● Direction: Copy out, character for character, everything in the data from the line containing "Reviewer note: every instance of the closed" down to the line containing "pixel 277 144", including both of those lines.

== Raw data ==

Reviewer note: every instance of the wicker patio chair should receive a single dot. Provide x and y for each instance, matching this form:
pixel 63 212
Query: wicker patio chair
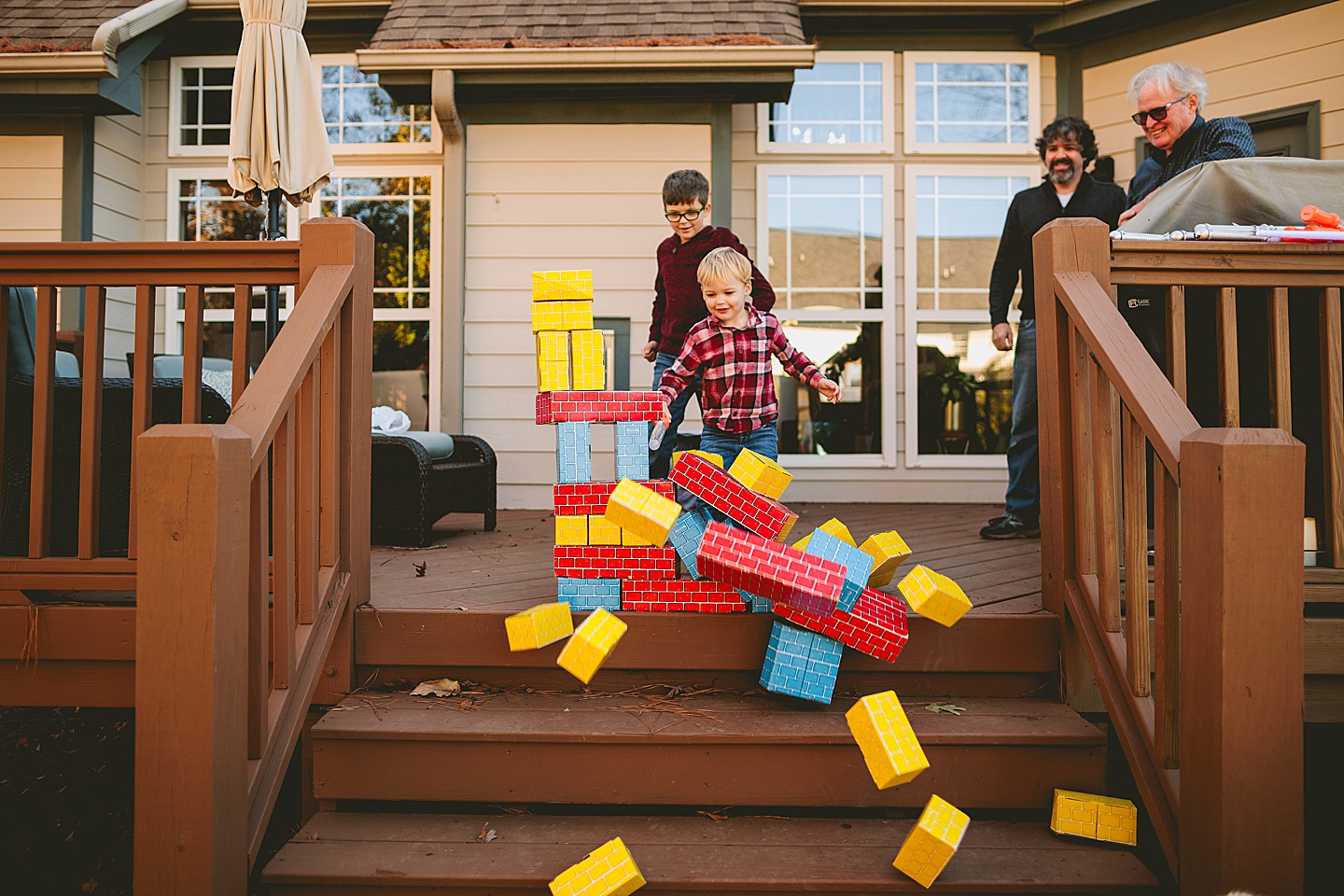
pixel 412 491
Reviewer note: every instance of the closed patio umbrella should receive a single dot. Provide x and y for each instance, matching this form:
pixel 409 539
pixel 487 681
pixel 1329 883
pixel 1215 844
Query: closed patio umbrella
pixel 277 144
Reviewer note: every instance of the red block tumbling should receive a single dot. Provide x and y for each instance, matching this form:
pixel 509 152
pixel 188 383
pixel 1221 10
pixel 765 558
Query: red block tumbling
pixel 770 569
pixel 555 407
pixel 876 624
pixel 614 562
pixel 712 485
pixel 674 595
pixel 589 498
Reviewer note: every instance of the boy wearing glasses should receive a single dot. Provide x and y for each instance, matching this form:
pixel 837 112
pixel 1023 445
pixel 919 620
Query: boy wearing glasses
pixel 730 352
pixel 678 303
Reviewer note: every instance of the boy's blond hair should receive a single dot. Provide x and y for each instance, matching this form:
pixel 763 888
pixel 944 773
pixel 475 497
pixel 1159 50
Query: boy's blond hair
pixel 724 263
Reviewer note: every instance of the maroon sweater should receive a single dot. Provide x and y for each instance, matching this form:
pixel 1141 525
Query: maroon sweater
pixel 678 303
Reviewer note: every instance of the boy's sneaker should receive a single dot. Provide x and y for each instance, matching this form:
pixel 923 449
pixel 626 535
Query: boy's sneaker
pixel 1010 526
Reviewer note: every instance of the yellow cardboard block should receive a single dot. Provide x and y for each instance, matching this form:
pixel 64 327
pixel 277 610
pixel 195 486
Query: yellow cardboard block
pixel 1094 817
pixel 761 474
pixel 641 512
pixel 589 367
pixel 888 551
pixel 831 526
pixel 571 529
pixel 539 626
pixel 590 645
pixel 889 743
pixel 934 596
pixel 931 841
pixel 607 871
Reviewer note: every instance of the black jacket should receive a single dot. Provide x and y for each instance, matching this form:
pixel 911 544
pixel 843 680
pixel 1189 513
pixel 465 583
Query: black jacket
pixel 1029 213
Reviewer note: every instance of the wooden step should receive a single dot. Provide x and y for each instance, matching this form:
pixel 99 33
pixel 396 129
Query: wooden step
pixel 699 749
pixel 987 654
pixel 387 853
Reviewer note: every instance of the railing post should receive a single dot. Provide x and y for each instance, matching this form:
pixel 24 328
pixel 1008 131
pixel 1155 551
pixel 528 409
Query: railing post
pixel 1063 245
pixel 191 661
pixel 1240 660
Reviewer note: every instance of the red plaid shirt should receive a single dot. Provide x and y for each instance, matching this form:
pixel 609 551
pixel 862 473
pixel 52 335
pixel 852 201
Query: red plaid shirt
pixel 736 390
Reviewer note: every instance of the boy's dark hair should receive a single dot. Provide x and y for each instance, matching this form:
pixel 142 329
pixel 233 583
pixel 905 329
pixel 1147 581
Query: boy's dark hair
pixel 1069 128
pixel 686 187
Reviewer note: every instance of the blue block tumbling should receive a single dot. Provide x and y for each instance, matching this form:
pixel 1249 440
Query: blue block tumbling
pixel 801 664
pixel 632 449
pixel 573 452
pixel 686 536
pixel 857 565
pixel 590 594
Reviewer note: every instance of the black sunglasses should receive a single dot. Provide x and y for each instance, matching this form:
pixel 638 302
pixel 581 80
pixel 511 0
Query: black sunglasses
pixel 1156 113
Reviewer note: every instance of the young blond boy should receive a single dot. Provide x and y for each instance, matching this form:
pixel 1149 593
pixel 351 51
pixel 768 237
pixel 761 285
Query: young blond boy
pixel 730 351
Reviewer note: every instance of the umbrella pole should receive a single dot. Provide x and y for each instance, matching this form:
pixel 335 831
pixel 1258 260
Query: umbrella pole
pixel 273 202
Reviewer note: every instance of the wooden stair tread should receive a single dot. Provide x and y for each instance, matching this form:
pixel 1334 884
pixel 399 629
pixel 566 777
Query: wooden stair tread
pixel 751 719
pixel 687 855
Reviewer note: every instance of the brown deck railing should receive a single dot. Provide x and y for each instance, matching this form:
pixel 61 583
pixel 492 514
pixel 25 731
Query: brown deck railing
pixel 250 539
pixel 1206 694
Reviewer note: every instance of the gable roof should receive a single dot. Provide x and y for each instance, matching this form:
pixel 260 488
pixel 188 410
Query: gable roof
pixel 55 26
pixel 588 23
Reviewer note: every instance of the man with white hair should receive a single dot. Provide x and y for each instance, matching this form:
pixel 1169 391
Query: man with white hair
pixel 1169 98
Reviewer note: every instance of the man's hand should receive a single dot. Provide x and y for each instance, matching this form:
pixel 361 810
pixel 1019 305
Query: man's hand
pixel 1129 213
pixel 830 390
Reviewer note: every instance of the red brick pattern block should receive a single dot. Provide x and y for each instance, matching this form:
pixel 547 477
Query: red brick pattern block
pixel 555 407
pixel 738 503
pixel 772 569
pixel 614 562
pixel 589 498
pixel 680 595
pixel 876 624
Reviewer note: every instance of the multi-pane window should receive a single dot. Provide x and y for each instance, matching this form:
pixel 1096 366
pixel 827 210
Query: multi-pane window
pixel 959 387
pixel 971 103
pixel 843 104
pixel 357 110
pixel 825 237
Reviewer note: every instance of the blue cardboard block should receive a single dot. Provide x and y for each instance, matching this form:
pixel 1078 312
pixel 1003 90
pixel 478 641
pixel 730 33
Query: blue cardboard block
pixel 590 594
pixel 857 565
pixel 632 449
pixel 801 664
pixel 573 452
pixel 686 536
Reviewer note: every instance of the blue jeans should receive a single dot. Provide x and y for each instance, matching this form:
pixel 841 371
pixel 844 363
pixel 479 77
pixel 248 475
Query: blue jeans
pixel 660 458
pixel 1023 500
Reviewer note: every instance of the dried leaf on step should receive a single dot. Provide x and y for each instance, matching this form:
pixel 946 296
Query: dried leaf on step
pixel 441 688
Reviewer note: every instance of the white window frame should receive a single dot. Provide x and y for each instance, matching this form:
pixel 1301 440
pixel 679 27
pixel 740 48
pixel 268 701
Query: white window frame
pixel 436 136
pixel 886 315
pixel 914 148
pixel 366 168
pixel 175 66
pixel 889 109
pixel 914 315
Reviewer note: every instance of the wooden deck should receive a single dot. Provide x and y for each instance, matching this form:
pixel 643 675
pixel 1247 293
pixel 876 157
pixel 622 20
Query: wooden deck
pixel 511 568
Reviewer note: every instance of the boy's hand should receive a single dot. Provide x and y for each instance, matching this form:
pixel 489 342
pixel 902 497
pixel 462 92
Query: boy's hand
pixel 830 390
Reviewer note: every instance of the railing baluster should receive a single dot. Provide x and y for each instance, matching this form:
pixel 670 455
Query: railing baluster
pixel 283 568
pixel 91 422
pixel 1139 661
pixel 192 348
pixel 1167 614
pixel 1332 413
pixel 1103 492
pixel 1228 375
pixel 43 424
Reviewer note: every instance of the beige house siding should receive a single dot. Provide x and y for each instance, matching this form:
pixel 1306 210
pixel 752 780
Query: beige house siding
pixel 1280 62
pixel 534 192
pixel 898 483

===

● Written response:
Reviewer note: every instance of the closed patio umbrella should receive a single dot. Provide x and y for each instance, matching this form:
pixel 409 539
pixel 487 681
pixel 1329 883
pixel 1215 844
Query: closed patio umbrella
pixel 277 144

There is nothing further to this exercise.